What to produce:
From the records, return each line that has the word "coordinates" in it.

Provided entries:

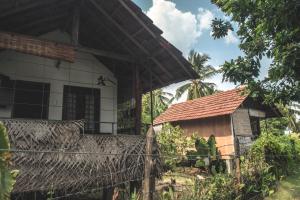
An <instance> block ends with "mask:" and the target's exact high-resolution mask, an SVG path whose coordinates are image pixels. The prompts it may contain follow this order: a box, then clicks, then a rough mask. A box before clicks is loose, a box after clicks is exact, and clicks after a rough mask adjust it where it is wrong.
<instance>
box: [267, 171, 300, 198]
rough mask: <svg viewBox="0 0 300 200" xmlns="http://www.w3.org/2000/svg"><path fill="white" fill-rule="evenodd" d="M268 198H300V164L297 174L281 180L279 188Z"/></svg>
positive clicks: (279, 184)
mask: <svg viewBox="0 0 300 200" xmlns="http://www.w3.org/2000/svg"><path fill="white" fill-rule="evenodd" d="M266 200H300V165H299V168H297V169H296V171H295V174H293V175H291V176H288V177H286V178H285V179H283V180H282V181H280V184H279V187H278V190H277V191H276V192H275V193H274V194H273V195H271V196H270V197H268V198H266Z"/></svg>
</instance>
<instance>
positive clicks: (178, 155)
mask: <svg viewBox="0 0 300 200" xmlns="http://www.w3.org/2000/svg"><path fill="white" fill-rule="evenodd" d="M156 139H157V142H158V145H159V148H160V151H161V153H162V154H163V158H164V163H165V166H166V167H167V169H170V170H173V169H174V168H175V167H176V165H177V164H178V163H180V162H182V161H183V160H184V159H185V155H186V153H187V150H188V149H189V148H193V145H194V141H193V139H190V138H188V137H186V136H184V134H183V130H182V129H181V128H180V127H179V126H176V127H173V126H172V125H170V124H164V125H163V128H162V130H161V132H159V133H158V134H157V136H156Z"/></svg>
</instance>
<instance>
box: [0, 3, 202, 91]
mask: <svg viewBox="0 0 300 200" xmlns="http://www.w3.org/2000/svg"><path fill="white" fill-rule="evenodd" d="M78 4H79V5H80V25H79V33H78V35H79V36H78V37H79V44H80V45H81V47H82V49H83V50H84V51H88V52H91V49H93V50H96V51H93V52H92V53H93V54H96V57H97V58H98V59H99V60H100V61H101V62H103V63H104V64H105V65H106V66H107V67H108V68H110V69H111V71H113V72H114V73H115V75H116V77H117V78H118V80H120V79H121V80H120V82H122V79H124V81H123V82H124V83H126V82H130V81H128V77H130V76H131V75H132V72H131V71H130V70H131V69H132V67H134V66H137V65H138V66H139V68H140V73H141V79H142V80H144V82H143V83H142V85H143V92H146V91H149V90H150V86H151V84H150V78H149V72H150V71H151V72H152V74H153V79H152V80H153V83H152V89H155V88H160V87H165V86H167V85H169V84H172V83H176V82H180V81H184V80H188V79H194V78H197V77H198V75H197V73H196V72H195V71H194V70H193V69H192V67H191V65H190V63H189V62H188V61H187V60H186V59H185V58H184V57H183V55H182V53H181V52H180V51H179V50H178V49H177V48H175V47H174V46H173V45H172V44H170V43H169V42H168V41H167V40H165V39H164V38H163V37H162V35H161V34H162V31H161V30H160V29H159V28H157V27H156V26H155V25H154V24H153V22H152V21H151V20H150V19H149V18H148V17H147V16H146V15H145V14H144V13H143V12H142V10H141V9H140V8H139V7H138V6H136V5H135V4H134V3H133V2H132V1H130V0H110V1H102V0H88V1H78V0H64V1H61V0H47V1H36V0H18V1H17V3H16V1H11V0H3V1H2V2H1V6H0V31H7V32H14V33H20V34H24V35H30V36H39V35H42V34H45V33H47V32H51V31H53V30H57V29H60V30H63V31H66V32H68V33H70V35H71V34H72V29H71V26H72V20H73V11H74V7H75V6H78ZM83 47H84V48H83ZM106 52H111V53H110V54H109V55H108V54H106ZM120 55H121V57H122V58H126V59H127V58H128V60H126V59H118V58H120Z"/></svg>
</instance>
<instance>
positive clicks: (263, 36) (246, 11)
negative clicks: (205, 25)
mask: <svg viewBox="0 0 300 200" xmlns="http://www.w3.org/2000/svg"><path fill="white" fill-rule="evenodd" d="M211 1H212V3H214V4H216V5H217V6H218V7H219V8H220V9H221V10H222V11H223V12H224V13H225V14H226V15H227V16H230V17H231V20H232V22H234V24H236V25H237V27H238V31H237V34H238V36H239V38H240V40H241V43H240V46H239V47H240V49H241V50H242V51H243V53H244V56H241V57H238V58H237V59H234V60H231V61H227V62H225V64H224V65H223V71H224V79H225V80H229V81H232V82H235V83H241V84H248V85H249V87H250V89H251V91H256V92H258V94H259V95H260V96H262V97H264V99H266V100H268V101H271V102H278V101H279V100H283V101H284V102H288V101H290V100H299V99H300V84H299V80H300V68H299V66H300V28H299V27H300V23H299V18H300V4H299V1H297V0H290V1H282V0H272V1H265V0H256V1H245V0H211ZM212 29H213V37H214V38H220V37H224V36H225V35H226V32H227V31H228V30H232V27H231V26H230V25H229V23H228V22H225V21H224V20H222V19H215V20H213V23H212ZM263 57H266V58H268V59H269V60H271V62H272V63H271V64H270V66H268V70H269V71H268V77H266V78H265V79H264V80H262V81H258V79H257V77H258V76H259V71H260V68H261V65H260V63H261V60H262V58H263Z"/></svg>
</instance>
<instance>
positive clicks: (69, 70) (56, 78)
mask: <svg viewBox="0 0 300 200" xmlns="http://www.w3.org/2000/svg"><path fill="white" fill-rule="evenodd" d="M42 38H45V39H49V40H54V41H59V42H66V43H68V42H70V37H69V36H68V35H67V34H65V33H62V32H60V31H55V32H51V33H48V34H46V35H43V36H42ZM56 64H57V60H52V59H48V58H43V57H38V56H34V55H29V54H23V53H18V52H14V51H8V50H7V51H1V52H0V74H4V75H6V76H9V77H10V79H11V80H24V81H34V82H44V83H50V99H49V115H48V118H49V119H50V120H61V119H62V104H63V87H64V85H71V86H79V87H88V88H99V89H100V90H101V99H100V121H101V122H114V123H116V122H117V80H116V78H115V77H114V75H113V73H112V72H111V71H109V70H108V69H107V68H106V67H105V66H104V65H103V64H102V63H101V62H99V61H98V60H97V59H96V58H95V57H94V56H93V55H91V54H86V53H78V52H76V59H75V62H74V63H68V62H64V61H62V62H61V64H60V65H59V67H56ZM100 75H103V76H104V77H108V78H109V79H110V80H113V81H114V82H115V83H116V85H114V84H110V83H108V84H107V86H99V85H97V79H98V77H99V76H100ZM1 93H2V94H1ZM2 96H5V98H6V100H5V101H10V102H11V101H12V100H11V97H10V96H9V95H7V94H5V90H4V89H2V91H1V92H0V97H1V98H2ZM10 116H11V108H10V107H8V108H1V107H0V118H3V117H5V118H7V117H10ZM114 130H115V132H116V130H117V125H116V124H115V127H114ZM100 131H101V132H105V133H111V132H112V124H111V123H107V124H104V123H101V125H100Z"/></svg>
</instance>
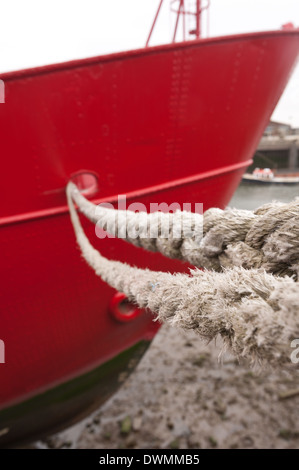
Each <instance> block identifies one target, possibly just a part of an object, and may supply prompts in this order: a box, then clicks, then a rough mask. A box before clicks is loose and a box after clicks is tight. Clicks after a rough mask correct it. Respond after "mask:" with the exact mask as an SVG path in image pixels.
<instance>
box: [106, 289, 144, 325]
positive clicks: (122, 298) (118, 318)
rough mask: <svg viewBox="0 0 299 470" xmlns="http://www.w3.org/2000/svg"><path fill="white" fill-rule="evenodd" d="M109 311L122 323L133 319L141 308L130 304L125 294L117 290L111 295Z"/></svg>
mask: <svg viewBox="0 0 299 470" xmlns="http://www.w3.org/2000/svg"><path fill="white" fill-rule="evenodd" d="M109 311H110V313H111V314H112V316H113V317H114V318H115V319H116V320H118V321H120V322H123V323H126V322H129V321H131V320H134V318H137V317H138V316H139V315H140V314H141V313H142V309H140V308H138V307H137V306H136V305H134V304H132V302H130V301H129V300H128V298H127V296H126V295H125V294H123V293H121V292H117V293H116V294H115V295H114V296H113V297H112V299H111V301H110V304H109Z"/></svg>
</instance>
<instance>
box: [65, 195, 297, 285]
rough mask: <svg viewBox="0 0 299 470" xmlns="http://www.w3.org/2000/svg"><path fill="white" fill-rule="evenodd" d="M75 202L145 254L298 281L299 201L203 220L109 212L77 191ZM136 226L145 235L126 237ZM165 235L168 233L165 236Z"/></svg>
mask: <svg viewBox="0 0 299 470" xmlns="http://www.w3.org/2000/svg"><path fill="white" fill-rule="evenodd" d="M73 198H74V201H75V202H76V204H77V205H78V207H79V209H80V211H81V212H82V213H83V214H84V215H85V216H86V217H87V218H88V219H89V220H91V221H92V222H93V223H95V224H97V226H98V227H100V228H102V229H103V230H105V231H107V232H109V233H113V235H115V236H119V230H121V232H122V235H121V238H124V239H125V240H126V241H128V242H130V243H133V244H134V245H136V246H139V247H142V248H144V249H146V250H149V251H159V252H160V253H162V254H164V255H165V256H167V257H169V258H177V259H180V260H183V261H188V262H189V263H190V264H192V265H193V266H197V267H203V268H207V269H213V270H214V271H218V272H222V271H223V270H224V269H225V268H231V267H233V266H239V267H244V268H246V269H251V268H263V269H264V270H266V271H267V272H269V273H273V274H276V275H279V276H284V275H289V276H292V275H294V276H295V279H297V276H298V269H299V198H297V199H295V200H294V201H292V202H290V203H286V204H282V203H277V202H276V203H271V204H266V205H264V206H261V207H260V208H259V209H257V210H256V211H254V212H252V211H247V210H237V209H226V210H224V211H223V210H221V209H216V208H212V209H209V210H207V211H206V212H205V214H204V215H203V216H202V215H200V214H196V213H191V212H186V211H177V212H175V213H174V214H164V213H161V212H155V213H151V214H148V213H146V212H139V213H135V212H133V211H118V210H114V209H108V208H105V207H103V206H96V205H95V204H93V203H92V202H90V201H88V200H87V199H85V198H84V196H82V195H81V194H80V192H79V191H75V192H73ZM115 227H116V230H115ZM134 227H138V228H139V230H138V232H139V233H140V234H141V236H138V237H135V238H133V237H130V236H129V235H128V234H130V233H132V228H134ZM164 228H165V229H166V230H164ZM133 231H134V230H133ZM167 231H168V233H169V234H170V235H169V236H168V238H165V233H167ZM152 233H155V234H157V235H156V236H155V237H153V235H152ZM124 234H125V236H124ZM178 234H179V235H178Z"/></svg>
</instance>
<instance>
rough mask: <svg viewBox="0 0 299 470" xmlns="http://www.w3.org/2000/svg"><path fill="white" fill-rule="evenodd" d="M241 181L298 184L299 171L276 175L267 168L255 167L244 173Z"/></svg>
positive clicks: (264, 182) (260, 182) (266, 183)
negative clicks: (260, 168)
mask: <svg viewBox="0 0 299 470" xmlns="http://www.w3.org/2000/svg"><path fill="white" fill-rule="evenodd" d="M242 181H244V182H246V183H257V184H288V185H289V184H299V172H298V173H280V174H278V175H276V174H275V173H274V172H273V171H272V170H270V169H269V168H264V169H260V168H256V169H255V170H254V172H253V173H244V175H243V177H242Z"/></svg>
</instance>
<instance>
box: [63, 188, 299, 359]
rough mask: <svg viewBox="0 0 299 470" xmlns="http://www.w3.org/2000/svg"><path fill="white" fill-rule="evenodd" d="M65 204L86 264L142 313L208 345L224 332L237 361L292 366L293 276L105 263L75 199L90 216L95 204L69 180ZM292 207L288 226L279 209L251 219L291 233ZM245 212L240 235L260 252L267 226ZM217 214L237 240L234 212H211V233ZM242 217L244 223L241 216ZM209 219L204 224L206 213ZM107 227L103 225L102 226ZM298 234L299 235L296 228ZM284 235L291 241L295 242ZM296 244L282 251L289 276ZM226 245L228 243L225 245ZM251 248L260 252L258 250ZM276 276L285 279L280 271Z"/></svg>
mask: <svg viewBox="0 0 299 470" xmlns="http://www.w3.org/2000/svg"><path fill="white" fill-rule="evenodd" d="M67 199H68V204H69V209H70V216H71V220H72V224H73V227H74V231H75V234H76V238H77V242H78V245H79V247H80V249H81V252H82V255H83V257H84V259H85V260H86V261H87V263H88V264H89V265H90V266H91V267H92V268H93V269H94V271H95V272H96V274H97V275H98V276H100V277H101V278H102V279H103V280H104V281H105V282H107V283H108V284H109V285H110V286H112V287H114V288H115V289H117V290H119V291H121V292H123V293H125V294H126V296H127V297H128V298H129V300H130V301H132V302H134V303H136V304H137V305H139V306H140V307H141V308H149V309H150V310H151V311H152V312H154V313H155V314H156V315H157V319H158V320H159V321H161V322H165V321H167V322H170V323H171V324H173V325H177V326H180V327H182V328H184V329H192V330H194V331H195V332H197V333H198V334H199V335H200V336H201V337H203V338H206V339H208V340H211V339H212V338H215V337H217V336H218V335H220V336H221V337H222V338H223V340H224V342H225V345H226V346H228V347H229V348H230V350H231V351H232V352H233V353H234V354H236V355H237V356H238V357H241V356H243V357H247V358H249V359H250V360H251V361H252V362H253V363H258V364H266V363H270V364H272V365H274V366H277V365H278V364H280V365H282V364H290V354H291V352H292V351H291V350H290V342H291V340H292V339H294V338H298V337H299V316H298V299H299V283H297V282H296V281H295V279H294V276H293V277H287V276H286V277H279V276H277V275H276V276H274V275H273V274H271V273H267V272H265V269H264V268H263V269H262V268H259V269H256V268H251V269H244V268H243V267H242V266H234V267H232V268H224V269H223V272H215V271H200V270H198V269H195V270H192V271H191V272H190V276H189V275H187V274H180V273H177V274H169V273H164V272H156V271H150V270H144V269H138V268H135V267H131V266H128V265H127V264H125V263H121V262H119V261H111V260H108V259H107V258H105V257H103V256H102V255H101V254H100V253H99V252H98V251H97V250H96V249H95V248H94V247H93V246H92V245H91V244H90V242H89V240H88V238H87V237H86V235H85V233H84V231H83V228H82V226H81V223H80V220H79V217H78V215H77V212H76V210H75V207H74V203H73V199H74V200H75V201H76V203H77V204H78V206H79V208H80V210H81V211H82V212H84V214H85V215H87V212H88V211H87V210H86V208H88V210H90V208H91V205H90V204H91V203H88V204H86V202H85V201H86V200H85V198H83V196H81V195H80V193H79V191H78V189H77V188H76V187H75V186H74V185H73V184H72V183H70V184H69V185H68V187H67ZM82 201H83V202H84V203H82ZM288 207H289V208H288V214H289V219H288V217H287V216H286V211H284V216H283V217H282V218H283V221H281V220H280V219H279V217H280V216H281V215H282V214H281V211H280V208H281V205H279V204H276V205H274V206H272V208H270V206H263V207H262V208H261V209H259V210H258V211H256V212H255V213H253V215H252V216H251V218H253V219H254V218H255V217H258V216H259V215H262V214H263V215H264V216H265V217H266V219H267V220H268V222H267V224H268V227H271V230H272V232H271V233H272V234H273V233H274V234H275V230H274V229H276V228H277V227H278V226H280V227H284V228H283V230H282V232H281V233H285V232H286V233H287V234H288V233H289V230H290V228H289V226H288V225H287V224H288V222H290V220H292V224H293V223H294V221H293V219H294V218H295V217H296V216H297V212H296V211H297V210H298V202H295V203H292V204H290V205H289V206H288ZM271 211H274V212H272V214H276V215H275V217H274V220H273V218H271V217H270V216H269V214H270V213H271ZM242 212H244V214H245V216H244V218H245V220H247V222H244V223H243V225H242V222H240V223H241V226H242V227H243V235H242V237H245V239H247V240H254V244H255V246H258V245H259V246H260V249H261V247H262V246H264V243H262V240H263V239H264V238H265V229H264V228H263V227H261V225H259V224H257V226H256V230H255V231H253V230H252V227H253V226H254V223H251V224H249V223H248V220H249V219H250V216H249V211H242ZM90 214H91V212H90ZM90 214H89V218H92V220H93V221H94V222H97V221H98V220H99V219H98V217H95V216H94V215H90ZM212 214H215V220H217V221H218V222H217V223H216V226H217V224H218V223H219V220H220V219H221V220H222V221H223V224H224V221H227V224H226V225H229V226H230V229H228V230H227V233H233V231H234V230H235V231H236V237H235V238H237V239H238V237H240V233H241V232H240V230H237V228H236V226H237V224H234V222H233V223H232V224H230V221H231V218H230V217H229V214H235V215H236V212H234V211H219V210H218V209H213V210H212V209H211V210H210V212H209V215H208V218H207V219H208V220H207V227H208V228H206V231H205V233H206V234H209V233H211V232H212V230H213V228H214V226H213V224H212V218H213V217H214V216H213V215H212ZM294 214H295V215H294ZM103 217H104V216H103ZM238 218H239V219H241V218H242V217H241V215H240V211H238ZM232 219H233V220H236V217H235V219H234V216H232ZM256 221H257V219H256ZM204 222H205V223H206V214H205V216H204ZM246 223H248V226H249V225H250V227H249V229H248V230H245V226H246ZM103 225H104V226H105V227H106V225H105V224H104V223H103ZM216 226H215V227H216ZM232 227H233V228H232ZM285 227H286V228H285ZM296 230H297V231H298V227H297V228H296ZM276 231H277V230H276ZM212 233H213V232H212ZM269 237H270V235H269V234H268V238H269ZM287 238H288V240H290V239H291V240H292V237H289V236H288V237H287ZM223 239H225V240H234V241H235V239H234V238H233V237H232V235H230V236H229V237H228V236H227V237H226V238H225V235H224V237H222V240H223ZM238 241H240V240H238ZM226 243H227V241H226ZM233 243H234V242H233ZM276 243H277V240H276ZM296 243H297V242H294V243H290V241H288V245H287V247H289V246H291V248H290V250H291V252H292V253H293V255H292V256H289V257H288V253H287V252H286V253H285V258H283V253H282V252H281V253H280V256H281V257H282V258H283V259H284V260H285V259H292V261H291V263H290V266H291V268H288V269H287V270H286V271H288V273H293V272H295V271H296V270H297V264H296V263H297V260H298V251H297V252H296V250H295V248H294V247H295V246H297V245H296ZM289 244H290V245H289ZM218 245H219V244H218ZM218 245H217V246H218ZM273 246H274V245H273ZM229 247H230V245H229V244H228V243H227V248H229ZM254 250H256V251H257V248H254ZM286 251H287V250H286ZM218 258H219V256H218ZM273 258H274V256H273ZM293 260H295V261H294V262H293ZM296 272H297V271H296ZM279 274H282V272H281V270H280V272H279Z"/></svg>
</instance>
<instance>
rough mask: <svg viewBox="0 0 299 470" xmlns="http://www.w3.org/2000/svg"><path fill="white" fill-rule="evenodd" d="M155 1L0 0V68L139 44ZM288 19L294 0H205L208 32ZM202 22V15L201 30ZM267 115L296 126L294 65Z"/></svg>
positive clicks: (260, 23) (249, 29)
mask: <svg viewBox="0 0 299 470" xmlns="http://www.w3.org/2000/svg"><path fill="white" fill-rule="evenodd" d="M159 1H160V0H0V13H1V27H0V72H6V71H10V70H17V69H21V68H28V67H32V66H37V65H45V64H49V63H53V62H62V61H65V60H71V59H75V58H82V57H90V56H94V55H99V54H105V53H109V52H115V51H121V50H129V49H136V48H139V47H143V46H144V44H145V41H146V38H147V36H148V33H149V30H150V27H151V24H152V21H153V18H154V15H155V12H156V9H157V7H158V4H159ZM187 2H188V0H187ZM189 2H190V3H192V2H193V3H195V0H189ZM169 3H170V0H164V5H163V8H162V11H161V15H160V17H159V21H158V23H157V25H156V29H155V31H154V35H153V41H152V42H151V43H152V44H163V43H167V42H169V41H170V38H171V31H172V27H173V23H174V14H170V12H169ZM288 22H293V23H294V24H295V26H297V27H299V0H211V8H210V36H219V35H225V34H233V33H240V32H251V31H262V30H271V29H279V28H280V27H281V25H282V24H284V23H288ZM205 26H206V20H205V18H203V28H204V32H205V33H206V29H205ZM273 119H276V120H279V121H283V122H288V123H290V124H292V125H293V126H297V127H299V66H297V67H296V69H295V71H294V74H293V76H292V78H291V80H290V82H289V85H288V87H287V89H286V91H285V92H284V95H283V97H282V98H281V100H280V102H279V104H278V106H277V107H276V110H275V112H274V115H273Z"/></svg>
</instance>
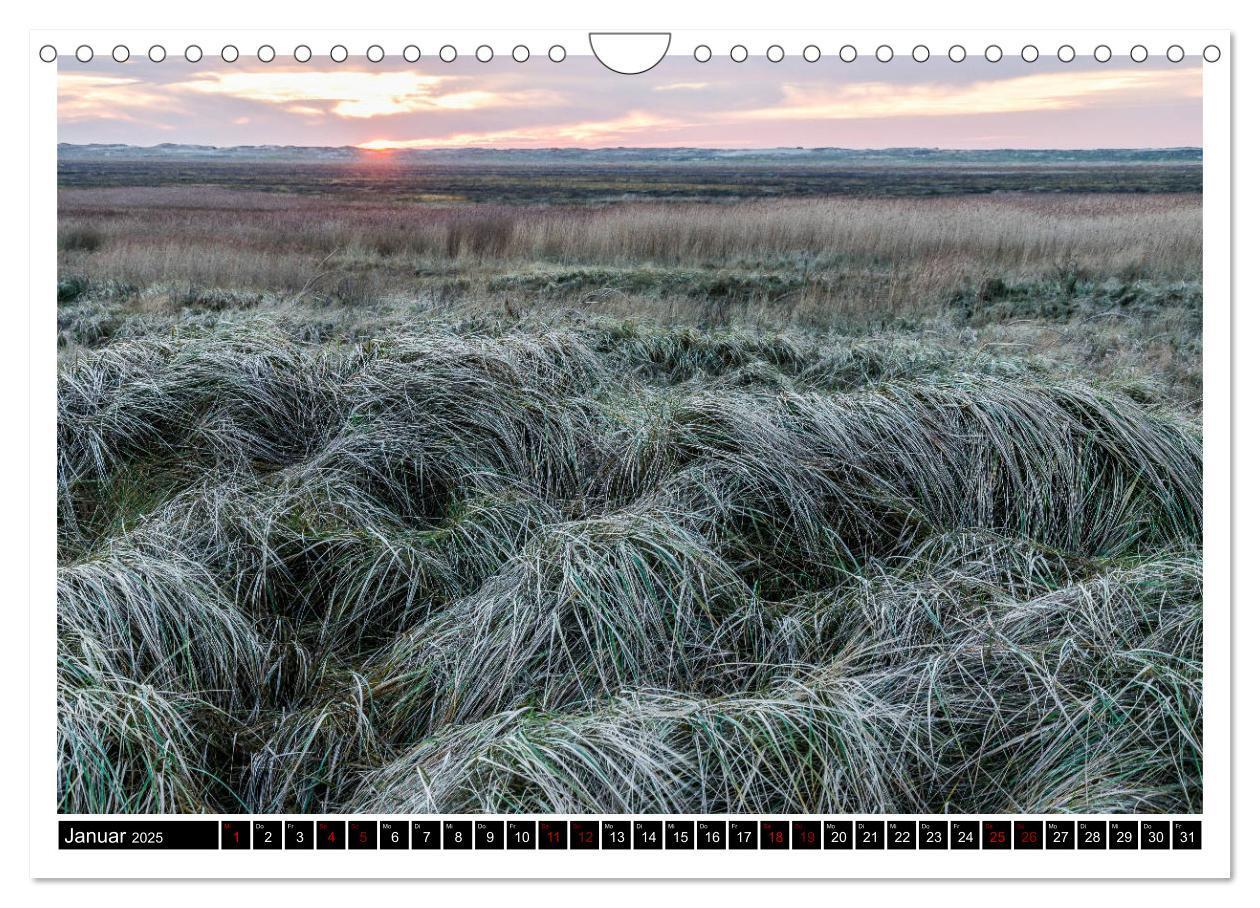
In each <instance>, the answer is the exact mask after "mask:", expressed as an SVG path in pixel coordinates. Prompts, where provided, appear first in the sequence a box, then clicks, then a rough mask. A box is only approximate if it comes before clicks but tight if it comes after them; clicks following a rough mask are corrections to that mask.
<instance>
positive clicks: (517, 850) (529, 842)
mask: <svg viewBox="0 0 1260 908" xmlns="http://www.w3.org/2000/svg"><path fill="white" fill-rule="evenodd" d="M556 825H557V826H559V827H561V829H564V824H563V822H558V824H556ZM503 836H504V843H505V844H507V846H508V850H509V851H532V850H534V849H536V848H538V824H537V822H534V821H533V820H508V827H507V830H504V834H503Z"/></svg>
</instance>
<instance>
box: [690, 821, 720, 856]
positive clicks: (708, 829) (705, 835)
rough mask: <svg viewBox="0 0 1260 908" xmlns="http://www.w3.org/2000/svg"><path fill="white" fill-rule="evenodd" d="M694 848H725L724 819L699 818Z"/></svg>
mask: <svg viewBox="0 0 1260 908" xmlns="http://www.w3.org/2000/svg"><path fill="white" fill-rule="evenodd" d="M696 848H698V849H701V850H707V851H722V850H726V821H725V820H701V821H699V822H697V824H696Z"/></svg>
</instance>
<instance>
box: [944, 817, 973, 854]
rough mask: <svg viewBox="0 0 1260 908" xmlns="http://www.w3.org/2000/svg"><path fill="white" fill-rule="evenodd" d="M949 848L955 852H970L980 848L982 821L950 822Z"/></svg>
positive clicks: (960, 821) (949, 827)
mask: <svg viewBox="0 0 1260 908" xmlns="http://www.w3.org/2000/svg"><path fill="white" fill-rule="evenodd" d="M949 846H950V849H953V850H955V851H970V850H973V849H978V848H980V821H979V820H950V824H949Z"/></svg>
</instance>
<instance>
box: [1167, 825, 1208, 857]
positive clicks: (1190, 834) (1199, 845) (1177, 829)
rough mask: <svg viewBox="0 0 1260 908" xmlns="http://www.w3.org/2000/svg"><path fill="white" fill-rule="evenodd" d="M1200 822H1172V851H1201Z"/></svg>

Solved exercise:
An <instance> block ends with "mask:" and the target's exact high-resolution mask, an SVG path whose coordinates are image pixels. The prompts it may contain follow this order: a box, then clicks, then a rough mask. A box before clicks is loose, a box after clicks is exact, and clicks after a rough mask adjust it where it is wrong.
In each <instance>, the answer is the exact mask after "mask:", expressed as an SVG path in pixel coordinates. Prompts, where provided, appear first in the sequence a box, then clicks, then a rough mask. A box is only approximate if it comes before clicks but tight if it comes after them; clicks following a rough mask are corrections to that mask.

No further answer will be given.